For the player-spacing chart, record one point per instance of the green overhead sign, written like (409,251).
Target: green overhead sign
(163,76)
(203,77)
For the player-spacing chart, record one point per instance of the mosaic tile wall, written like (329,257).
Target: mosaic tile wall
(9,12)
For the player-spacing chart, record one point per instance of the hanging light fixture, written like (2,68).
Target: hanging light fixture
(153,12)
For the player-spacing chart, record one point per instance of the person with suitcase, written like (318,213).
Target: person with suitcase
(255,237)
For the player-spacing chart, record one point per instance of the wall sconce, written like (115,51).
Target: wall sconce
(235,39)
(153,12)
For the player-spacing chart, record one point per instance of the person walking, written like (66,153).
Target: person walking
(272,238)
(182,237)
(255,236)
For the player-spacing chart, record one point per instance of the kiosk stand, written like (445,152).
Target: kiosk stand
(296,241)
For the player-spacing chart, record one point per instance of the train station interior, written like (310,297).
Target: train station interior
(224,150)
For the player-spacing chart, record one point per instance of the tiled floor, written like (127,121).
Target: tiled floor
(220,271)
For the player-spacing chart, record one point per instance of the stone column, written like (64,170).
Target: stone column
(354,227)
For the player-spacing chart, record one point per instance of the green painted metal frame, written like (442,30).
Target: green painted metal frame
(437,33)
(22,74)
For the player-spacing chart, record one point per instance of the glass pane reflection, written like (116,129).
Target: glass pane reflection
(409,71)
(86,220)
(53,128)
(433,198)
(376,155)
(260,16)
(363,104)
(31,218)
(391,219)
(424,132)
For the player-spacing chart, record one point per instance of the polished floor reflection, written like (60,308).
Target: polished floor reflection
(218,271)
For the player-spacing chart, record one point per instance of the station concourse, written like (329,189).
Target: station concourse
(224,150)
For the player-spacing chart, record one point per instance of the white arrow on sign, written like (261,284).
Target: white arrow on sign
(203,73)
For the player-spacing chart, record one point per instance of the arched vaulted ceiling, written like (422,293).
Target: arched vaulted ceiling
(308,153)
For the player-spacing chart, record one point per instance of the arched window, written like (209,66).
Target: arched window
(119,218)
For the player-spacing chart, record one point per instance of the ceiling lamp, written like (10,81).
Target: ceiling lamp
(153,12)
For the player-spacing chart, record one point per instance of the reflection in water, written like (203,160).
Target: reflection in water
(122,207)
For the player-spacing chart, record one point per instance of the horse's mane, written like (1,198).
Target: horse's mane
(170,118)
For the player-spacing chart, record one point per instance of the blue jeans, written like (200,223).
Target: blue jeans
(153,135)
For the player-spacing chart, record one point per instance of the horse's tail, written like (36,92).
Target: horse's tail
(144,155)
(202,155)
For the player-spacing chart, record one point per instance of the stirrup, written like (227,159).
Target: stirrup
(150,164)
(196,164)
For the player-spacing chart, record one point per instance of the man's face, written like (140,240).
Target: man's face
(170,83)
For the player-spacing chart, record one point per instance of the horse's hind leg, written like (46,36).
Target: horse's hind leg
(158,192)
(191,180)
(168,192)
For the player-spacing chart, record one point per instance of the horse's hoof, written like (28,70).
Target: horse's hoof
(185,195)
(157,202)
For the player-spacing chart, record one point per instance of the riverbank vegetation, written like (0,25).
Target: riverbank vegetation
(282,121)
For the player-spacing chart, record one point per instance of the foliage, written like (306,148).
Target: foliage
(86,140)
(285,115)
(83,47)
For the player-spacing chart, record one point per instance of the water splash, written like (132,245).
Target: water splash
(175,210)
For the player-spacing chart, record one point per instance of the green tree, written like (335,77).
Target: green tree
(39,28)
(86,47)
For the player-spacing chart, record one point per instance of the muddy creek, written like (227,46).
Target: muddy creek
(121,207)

• [Instructions for the task] The entries above hold the needed span. Transcribe exactly the lines from the one with "written like (329,257)." to the one with "written like (115,51).", both included.

• [Solved exercise]
For the player-spacing chart, record one point per instance of the mosaic tile wall, written like (329,257).
Target: mosaic tile wall
(9,12)
For the player-spacing chart, record one point per instance of the hanging light fixture, written like (2,68).
Target: hanging light fixture
(153,12)
For the player-spacing chart, record one point per instance of the person with suitcase, written like (318,213).
Target: person with suitcase
(255,237)
For the player-spacing chart, record one point per instance of the wall sconce, written like (115,51).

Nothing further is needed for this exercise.